- **Things to do**:
1. List the things that the opening sentence of the piece on real estate agent fatigue says fail under enough fatigue.
2. Duplicate everything in the piece on real estate agent fatigue from "Ten years ago, it" down to "for our efforts.".
3. Go on with the piece on real estate agent fatigue from where it stops.

- **Reading text**:
Enough fatigue and the result is failure, be it a slab of concrete, a bungee cord — or a real estate agent.

Most of you have spent the better part of the past five years feeling like underpaid test subjects in an engineering science lab. In fact, in the best of markets our work is defined by compression and tension. Find a client, serve the client, then go out and find another. Lather, rinse and repeat.

One minute, you’re are on top of the world, flush with listings or buyer clients, reveling in the ecstasy that is positive cash flow. The next, you’re wondering how we will eat in 45 days. If you have been licensed for more than two closing cycles, you know this feeling too well. If you have lived through a couple hundred or more transactions, you know it can wear you thin.

Ten years ago, it was easier to bounce back. You were tested in a fairly controlled environment. You had our highs and lows, your successes and failures, but the laws of real estate assured you that hard work would pay off, commitment would triumph, and your down time and down moments would inevitably be followed by another opportunity.

Rather, you’re just as busy as you were five years ago, the difference being you used to get paid for our efforts.

Fatigue happens. How to overcome it and avoid all-out failure is the question for all the marbles. It’s our marbles at stake, and I don’t profess to have the answers, but I do know that stagnation is not one of them.

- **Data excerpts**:
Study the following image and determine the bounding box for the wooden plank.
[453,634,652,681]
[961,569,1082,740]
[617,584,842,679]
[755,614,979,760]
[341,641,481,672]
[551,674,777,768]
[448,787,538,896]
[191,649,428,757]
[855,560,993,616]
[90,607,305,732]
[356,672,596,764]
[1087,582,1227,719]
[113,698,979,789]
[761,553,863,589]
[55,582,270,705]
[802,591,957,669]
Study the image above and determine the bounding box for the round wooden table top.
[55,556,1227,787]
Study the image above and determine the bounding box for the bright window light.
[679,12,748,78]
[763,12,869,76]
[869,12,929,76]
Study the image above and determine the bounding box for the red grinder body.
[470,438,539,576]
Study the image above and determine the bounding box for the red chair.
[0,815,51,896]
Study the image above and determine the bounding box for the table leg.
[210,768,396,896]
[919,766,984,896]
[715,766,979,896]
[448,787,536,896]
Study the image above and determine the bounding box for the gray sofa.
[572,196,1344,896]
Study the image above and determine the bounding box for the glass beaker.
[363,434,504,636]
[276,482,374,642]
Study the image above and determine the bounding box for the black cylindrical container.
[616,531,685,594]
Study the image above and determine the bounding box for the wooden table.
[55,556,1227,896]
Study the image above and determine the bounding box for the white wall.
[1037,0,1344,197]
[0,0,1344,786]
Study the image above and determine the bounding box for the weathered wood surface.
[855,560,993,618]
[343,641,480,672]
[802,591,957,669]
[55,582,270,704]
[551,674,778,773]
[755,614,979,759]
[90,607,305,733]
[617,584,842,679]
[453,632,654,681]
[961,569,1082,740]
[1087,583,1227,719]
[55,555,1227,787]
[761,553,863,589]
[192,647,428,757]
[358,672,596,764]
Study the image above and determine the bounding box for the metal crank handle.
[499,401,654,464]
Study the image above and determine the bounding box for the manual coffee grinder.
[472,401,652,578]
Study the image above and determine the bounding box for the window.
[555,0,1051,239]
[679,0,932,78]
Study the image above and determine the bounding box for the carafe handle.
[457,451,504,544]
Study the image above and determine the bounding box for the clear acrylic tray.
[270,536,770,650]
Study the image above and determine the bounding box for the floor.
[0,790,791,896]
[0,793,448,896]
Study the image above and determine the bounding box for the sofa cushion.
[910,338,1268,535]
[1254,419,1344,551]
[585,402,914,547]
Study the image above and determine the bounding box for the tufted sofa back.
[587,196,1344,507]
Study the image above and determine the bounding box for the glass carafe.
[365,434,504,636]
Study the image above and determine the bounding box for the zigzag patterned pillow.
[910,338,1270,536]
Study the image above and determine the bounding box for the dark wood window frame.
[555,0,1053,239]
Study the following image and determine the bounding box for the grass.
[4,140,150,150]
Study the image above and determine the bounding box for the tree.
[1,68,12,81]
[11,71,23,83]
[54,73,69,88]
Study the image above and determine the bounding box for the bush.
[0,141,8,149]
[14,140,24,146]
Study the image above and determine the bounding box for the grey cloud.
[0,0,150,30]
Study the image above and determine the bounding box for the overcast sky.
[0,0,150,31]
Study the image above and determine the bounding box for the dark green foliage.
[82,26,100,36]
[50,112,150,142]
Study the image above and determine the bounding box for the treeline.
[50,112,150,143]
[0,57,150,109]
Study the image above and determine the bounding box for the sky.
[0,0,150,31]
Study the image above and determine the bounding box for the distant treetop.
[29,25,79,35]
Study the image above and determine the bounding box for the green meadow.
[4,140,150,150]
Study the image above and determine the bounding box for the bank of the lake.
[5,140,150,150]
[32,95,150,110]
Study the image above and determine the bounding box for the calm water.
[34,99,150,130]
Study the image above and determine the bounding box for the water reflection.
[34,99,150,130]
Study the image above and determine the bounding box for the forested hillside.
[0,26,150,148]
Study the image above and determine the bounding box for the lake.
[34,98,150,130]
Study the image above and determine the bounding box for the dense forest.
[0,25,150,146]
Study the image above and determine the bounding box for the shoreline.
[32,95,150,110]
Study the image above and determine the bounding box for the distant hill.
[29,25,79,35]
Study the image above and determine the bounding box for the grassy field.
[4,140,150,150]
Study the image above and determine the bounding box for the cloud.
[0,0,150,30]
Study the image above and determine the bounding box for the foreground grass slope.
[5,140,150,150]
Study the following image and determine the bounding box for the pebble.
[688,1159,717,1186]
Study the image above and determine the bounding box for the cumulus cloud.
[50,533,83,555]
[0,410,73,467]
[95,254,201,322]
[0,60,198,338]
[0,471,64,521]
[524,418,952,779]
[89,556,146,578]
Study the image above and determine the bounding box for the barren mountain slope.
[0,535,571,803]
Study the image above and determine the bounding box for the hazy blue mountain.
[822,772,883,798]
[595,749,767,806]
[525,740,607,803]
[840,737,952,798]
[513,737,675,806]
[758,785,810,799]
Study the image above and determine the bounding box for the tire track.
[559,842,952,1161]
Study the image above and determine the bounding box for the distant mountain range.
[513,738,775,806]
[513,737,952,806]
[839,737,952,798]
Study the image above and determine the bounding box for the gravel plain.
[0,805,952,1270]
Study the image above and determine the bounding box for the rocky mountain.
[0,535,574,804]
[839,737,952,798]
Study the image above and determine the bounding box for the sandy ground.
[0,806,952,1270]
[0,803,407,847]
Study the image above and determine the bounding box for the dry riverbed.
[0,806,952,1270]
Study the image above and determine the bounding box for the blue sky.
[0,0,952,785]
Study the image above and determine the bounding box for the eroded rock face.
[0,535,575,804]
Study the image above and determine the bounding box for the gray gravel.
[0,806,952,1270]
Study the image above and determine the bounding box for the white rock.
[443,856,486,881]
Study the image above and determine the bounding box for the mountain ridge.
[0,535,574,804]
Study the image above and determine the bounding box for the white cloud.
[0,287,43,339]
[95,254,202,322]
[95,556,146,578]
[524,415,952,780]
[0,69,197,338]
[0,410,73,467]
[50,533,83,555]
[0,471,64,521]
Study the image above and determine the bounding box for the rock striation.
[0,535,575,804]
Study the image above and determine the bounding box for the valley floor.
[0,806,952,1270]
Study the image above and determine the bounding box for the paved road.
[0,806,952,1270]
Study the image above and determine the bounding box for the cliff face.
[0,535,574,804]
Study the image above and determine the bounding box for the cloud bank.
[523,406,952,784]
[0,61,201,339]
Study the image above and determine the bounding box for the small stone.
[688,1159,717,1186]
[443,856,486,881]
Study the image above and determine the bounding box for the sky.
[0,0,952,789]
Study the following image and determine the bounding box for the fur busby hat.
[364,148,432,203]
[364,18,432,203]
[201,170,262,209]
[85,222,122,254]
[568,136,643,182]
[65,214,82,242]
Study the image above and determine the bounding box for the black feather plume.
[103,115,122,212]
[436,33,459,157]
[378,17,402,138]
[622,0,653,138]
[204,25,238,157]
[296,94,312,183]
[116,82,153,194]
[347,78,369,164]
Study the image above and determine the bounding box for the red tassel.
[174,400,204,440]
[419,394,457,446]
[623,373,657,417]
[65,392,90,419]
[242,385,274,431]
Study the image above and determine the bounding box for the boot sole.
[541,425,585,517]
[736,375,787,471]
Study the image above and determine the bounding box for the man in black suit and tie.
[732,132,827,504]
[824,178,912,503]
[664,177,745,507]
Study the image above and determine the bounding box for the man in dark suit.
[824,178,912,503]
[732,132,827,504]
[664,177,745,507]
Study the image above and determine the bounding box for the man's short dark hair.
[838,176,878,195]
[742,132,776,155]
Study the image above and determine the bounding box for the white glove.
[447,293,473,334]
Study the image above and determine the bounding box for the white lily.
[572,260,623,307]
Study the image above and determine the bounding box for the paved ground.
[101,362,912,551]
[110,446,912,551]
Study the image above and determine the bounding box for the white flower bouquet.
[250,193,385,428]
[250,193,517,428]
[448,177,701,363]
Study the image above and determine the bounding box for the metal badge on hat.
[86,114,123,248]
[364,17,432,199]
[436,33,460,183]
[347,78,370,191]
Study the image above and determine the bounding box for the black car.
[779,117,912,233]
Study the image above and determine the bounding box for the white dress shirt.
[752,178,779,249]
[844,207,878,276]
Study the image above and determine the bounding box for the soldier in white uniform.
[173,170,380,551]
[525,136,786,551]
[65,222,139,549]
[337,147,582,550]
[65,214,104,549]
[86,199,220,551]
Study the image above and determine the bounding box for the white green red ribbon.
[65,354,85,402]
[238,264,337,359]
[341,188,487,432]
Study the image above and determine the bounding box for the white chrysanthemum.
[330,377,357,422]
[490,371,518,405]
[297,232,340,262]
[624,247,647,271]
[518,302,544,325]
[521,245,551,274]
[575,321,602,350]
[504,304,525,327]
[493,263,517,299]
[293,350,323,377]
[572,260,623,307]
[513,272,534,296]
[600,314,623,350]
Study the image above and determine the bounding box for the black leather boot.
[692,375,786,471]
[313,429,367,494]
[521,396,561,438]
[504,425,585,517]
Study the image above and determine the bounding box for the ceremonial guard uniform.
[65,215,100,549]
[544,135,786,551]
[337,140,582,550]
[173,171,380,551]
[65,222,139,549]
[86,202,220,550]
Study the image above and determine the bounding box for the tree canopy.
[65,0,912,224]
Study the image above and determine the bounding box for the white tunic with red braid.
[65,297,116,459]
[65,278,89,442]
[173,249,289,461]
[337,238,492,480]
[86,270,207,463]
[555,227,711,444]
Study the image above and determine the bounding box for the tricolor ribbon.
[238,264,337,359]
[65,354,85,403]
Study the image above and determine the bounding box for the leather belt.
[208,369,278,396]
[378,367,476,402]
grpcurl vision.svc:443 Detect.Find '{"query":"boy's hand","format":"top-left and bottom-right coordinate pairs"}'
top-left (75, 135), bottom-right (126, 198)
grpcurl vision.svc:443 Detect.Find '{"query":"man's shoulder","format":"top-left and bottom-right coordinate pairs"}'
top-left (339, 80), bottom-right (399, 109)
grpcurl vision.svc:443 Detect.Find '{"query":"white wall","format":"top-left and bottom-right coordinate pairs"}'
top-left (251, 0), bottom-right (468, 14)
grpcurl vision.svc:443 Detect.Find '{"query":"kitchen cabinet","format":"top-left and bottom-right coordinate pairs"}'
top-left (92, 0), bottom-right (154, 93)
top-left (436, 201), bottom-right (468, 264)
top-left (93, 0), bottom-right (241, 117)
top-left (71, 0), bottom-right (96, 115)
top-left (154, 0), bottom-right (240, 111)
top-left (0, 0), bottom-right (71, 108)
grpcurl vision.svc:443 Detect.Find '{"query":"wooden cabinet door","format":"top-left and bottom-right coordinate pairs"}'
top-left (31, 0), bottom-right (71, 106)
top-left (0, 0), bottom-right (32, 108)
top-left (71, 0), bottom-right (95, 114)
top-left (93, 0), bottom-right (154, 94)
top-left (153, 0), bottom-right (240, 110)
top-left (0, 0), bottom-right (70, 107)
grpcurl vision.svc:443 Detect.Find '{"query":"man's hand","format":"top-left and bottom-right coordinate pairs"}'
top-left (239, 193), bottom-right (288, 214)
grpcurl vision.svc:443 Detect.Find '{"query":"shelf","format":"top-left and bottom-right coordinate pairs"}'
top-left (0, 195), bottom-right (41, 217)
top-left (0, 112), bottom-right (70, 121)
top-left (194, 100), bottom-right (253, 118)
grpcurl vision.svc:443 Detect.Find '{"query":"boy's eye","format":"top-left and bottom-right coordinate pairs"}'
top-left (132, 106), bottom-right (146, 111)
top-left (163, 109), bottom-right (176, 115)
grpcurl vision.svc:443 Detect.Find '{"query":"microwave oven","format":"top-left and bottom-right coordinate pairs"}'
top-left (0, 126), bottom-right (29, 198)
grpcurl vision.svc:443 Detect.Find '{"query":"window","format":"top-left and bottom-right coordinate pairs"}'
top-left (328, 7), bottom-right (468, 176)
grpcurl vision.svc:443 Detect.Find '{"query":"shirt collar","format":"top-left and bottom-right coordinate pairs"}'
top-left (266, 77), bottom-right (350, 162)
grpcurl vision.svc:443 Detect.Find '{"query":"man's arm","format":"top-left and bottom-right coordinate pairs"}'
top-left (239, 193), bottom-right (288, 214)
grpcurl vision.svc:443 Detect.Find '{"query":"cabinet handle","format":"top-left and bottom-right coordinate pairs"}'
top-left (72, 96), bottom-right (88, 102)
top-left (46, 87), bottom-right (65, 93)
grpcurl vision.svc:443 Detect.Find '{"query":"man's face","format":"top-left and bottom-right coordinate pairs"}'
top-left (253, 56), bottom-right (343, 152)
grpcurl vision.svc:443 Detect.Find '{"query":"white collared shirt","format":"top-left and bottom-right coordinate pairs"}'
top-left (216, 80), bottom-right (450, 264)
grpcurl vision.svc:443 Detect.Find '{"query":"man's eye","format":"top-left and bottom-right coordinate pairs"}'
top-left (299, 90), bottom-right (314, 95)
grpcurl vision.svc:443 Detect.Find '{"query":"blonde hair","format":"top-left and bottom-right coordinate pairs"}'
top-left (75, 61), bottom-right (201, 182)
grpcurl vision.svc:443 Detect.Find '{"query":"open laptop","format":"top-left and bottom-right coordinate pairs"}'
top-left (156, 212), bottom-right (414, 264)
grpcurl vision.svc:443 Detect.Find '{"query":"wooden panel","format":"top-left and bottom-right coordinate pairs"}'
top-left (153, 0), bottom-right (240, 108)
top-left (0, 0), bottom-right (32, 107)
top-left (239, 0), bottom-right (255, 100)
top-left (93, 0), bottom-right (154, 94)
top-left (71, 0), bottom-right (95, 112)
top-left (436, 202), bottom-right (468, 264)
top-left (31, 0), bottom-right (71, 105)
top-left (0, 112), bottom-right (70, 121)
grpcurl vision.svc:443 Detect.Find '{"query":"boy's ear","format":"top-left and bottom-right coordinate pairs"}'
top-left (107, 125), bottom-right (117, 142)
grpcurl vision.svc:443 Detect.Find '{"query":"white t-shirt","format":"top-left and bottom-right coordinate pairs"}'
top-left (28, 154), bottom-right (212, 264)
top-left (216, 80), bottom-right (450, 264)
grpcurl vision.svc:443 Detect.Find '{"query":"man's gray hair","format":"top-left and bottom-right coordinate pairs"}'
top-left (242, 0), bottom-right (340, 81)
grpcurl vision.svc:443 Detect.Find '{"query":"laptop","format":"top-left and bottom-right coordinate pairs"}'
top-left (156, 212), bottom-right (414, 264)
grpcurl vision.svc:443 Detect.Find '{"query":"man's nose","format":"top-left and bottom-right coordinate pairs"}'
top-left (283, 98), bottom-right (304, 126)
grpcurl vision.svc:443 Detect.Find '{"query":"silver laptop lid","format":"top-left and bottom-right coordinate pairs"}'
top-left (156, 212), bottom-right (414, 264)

- **Outputs in order**:
1. a slab of concrete, a bungee cord, a real estate agent

2.
Ten years ago, it was easier to bounce back. You were tested in a fairly controlled environment. You had our highs and lows, your successes and failures, but the laws of real estate assured you that hard work would pay off, commitment would triumph, and your down time and down moments would inevitably be followed by another opportunity.

Rather, you’re just as busy as you were five years ago, the difference being you used to get paid for our efforts.

3.
You can’t win if your head’s not in the game. Catch up on your industry reading, tinker with your website, retool your listing presentation, or rewrite your business plan. Preview homes, research and study market trends, write a blog post or comment on a post. Engage in a little group therapy at the office — or here.

Rethink how the challenges you face now might be — if not altogether avoided — at least mitigated in the future. Dare to lose a listing opportunity by being brutally honest, knowing that the people who respect your honesty enough to hire you will be most likely to respect you throughout the transaction and find success.

This market is going to be with us for a while, and what that means is that the opportunities will be fewer and more difficult. But it doesn’t mean that we can’t each survive and thrive — both professionally and personally.

We need to remember that our business has cycles, as do markets. We need to be ever aware of the warning signs of too much tension and compression, and we need to be prepared to deal with the occasional fatigue lest we are threatened with catastrophic failure.